F.9 — stage() should not toggle set -e¶
Already fixed locally. Original stage() did set +e; bash -c …;
set -e — but the outer script never had -e enabled, so the trailing
set -e armed a foot-gun that would fire on the next non-zero
return from any command. Cause of mysterious "campaign ran for a
while then died" failures on prior boots. Fix is to remove the
set +e/-e toggle entirely.
F.10 — Glob-resilient chmod in userdata heredoc¶
Already fixed locally. chmod +x .../lambda/*.sh under set -e
aborted the whole bench if the dir was empty (literal *.sh failure).
Fix: 2>/dev/null || true on each chmod.
F.11 — Chown $LOG to ec2-user before the sudo-to-ec2-user heredoc¶
Already fixed locally. tee -a "$LOG" inside the sudo-to-ec2-user
RUNBENCH heredoc would EPERM against root-owned /var/log/ematix-bench.log.
Pipefail propagated the failure, aborting the bench before any S3
upload happened.
Toolchain / dependency traps¶
F.12 — perl-FindBin + OPENSSL_NO_VENDOR=1 for AL2023 openssl-sys¶
Already in patched userdata.sh. AL2023's perl ships without the
FindBin core module. openssl-sys's vendored build needs it. Both
perl-FindBin perl-IPC-Cmd perl-File-Compare perl-File-Copy added
to dnf, plus OPENSSL_NO_VENDOR=1 exported before cargo build.
F.13 — cmake for rdkafka-sys¶
Already in patched userdata.sh. rdkafka-sys uses CMake to
build its bundled librdkafka. AL2023 doesn't ship cmake by default.
Added to the dnf install list.

-------------------------

Job a
Put the lines of the records below into a numbered list, skipping blank lines and leaving out the pictures.

Material provided
-------------------------

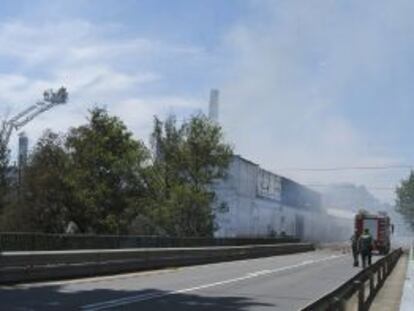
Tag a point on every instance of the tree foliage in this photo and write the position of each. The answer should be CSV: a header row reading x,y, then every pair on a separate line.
x,y
188,158
405,198
105,175
4,164
105,181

-------------------------

Job b
In the fix notes, which tool was added to the dnf install list because AL2023 doesn't ship it by default and rdkafka-sys needs it?

Answer a
1. Tag a point on every instance of the tree foliage in this photo and write the position of each. The answer should be CSV: a header row reading x,y, then every pair on a separate line.
2. x,y
3. 188,158
4. 405,198
5. 105,175
6. 4,164
7. 105,181

Answer b
cmake